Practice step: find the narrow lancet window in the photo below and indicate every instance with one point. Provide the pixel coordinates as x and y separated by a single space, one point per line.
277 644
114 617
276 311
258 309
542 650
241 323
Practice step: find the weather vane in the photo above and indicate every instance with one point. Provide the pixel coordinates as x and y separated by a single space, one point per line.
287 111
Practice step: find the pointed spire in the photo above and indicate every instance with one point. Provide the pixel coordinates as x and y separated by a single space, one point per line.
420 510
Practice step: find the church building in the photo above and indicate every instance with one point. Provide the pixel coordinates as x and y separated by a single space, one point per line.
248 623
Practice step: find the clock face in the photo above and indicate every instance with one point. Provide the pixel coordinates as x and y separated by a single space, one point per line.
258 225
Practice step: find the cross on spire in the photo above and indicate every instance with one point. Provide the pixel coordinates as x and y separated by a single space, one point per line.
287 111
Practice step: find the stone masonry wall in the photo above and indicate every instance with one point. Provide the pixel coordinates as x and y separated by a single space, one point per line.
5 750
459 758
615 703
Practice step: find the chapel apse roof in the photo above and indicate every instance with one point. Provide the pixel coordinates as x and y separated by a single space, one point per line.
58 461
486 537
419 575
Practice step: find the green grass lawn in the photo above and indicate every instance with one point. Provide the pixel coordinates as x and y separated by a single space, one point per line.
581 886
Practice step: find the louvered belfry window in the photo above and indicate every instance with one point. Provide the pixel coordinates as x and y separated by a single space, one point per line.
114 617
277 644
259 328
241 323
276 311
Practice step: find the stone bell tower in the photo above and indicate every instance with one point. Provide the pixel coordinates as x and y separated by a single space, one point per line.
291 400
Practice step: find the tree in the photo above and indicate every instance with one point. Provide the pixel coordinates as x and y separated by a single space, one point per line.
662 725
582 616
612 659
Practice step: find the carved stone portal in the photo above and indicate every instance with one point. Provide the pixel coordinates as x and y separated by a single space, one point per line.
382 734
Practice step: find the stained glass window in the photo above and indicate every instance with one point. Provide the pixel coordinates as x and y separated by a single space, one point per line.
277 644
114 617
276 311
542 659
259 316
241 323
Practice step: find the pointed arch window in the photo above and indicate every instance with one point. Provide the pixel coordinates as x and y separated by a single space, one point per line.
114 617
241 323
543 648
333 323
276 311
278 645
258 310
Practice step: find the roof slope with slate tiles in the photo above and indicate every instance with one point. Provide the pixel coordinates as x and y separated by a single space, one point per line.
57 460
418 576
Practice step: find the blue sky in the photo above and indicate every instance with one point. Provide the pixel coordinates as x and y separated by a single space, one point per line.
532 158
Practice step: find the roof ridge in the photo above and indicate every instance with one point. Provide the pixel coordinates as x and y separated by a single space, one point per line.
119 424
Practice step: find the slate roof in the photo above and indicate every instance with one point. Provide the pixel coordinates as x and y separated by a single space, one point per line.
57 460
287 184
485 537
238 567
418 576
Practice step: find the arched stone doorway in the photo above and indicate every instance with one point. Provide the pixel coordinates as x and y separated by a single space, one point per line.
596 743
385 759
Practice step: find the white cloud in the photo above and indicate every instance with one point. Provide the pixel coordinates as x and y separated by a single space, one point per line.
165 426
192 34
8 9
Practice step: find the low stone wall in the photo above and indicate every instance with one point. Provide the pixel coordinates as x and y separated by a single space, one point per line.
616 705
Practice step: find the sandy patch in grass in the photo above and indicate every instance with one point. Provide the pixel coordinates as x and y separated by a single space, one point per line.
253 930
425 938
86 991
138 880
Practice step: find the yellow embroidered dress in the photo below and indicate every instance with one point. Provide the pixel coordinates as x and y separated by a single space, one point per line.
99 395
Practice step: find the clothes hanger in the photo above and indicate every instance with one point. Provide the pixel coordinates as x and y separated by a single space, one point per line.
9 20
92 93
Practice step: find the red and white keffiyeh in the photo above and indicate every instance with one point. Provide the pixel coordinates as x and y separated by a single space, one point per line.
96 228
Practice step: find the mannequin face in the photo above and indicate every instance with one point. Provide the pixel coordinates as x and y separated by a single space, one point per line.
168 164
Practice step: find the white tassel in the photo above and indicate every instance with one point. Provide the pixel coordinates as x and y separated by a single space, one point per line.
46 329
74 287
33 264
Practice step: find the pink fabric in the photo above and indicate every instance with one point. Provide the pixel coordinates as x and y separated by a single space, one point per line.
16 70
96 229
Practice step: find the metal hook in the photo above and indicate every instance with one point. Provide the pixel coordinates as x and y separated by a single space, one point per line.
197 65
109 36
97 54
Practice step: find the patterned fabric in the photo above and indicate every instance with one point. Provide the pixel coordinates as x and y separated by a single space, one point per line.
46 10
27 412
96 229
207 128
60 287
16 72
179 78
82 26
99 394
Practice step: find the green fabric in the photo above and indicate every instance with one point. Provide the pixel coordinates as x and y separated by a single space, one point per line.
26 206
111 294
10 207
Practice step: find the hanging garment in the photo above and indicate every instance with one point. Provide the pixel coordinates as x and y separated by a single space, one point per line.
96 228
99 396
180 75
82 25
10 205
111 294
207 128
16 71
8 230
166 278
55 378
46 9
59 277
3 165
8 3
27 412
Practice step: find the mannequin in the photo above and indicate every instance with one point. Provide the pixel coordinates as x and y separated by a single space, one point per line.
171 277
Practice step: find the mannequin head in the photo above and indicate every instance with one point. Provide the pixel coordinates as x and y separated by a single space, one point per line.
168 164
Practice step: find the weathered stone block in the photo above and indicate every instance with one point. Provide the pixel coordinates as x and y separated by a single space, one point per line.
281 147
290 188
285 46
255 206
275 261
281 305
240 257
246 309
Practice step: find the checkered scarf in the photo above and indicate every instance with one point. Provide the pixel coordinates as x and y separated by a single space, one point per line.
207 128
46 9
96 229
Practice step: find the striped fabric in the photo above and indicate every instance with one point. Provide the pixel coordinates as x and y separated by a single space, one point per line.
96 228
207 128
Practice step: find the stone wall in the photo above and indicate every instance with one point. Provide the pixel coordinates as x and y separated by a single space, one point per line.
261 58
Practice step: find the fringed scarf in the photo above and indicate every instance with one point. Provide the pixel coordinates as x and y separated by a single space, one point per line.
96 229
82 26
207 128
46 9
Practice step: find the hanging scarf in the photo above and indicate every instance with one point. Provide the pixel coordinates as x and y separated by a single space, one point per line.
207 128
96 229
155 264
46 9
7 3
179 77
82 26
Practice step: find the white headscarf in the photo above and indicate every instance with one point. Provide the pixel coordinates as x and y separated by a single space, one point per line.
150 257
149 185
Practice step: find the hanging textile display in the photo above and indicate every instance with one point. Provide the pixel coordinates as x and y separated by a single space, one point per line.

☆ ☆ ☆ ☆ ☆

● What you are asked to do
Transcribe the line that contains "Practice step: find the hanging scarf" exactly, then each line after it through the end of the material. Nothing else belongs in the output.

● Answer for this exercise
Practice step: find the hanging scarf in the photo above and indicate every instance with one point. Provide the pixel coordinates as x and y separated by a single space, one point per line.
207 128
96 229
155 264
46 9
7 3
179 77
82 26
Practice step: find the white headscarf in the photo above and indicate every instance with one point. Provide the pixel coordinates as x and y separated by a single space, one point per line.
150 257
149 185
Practice step: find the hanging textile display in the photo above and indicate every instance with one point. Provide the pixel coordinates as x and y separated by a single space, one point per line.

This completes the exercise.